Task description | List each line of the records below that contains the string "path".

╭──

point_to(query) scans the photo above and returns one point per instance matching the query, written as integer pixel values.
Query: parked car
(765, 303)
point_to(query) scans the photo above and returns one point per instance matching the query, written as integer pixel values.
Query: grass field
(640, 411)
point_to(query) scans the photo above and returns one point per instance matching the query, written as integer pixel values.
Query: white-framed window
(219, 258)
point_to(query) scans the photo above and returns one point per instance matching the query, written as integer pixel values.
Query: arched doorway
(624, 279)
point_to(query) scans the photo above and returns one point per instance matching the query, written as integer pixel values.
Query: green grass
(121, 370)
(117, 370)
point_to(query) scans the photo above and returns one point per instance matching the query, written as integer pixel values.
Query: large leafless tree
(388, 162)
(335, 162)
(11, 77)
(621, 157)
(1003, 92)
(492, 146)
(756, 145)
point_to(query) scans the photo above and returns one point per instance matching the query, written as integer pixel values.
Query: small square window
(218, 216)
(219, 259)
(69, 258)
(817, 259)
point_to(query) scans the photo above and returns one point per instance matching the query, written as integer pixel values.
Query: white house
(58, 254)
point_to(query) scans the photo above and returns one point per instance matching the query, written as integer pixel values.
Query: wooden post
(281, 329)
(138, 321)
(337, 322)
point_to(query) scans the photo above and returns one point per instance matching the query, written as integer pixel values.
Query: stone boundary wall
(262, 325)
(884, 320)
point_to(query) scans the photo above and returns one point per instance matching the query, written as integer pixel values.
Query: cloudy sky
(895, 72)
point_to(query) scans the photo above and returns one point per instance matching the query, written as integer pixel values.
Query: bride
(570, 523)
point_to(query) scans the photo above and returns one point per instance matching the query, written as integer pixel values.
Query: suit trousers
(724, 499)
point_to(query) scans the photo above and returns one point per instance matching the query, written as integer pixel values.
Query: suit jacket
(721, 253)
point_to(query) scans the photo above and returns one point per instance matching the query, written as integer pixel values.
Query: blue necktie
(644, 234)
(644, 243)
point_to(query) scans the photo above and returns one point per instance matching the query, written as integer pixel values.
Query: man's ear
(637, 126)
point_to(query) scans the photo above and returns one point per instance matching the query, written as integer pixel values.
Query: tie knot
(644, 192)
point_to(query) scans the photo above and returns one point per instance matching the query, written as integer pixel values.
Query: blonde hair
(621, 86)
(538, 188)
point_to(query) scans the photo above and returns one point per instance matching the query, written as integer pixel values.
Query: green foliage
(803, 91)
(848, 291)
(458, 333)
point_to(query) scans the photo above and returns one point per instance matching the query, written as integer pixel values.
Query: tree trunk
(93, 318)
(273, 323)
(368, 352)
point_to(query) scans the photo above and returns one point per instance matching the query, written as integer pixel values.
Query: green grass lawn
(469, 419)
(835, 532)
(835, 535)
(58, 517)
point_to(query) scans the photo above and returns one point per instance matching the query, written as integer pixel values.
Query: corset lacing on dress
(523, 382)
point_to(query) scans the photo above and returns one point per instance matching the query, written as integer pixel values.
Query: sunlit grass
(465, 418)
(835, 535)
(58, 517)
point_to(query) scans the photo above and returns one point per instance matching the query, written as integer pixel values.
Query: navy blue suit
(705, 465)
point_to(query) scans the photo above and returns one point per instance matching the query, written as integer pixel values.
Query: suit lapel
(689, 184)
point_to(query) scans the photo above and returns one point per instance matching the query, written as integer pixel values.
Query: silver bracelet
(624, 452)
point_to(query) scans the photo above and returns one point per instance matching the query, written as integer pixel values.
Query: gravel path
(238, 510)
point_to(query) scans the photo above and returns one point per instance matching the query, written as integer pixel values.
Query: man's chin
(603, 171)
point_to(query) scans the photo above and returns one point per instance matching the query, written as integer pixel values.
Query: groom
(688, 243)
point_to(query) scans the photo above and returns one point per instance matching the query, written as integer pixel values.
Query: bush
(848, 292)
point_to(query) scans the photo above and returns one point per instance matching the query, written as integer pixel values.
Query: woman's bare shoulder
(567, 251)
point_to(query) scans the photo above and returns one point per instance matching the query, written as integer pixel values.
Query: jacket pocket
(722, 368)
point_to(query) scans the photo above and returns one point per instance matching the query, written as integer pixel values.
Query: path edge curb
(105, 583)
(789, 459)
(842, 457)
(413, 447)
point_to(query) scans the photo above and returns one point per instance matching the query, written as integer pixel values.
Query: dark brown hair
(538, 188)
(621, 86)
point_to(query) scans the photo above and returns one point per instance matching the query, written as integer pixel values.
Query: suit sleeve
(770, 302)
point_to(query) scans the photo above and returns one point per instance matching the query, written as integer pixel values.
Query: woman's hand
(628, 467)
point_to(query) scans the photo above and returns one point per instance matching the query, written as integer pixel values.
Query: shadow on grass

╰──

Solution for this task |
Query: gravel path
Query: path edge curb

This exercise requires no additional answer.